### MATERIAL FOR THIS TASK
====

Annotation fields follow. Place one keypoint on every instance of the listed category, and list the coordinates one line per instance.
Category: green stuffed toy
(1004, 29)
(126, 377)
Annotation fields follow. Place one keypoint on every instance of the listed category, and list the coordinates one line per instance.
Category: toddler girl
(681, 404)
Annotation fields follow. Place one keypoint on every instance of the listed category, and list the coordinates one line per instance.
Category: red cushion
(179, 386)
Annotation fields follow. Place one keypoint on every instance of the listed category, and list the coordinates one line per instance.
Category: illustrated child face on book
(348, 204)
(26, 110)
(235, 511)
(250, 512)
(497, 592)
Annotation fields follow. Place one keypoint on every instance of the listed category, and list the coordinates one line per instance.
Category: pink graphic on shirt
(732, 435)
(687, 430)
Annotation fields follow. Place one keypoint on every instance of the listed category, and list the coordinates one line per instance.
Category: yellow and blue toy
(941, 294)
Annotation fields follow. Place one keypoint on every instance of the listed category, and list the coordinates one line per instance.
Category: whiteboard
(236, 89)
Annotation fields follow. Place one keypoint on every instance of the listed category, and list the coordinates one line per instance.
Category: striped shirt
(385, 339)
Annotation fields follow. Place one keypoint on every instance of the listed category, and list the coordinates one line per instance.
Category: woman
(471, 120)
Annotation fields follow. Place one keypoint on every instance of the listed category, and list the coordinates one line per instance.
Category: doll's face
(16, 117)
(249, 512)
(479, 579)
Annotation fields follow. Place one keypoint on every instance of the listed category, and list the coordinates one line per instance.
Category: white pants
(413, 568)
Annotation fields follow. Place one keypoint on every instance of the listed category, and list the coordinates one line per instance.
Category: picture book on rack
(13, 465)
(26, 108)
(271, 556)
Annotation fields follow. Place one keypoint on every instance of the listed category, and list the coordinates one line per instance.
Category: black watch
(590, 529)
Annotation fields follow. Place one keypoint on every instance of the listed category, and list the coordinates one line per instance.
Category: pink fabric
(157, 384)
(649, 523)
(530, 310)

====

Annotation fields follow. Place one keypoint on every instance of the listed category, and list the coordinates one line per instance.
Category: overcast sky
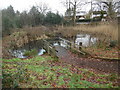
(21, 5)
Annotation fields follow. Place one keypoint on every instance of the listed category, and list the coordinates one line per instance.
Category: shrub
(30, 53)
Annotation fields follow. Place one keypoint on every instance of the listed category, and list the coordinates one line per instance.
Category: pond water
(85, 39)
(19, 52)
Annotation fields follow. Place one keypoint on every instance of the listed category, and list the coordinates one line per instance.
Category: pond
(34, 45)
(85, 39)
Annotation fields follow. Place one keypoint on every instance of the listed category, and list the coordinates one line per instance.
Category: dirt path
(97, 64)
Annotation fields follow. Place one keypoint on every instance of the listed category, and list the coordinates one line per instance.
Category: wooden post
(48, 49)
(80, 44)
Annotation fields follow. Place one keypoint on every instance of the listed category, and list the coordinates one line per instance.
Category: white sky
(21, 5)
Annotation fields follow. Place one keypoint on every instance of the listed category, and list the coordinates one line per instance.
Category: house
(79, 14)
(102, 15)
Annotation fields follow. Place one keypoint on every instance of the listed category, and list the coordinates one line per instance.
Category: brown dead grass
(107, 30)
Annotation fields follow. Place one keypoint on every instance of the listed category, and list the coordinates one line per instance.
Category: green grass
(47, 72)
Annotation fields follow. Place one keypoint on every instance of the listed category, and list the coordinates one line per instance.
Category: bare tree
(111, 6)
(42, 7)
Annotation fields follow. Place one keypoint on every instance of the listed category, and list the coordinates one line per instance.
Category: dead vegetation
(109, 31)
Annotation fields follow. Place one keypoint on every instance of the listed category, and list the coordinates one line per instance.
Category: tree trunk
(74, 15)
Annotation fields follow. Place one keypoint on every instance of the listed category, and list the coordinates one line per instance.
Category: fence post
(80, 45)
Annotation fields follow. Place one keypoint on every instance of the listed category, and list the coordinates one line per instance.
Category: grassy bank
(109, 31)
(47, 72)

====

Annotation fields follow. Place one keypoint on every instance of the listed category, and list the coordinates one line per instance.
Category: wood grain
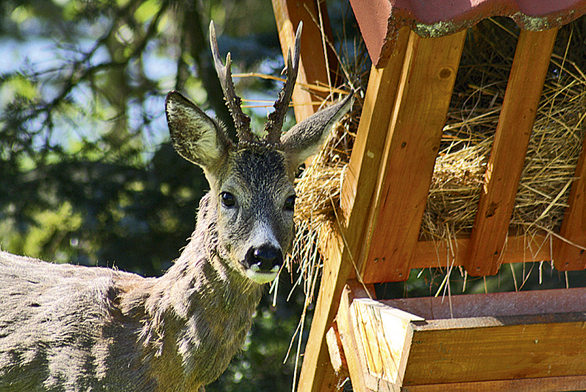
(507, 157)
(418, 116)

====

### PROBLEM TO WORK ON
From the material above, pick out every line that contains the string "shirt" and copy each one.

### WRITTEN REPLY
Category: pink graphic on shirt
Category: striped shirt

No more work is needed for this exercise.